PROBLEM TO SOLVE:
Copy verbatim the lines of the listing below, starting at the line containing "obj: dark hair | bbox --json" and ending at the last line of the listing.

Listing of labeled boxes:
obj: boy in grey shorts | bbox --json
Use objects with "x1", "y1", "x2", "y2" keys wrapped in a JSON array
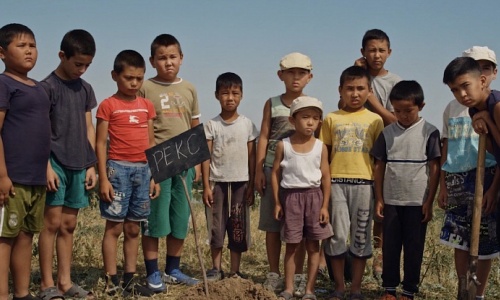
[
  {"x1": 320, "y1": 66, "x2": 384, "y2": 299},
  {"x1": 202, "y1": 72, "x2": 258, "y2": 281}
]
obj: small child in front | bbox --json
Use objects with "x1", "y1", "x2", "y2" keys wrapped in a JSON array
[
  {"x1": 202, "y1": 72, "x2": 258, "y2": 281},
  {"x1": 96, "y1": 50, "x2": 160, "y2": 297},
  {"x1": 271, "y1": 96, "x2": 333, "y2": 300},
  {"x1": 370, "y1": 80, "x2": 441, "y2": 300}
]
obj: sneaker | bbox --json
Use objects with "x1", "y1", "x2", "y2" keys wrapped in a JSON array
[
  {"x1": 207, "y1": 268, "x2": 224, "y2": 281},
  {"x1": 163, "y1": 269, "x2": 200, "y2": 285},
  {"x1": 146, "y1": 271, "x2": 167, "y2": 293},
  {"x1": 293, "y1": 274, "x2": 307, "y2": 297},
  {"x1": 263, "y1": 272, "x2": 283, "y2": 292}
]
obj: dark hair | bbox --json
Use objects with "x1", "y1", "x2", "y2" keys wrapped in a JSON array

TASK RESULT:
obj: dark hair | bbox --json
Use objects with "x1", "y1", "x2", "y2" keys wrapped in a JSON array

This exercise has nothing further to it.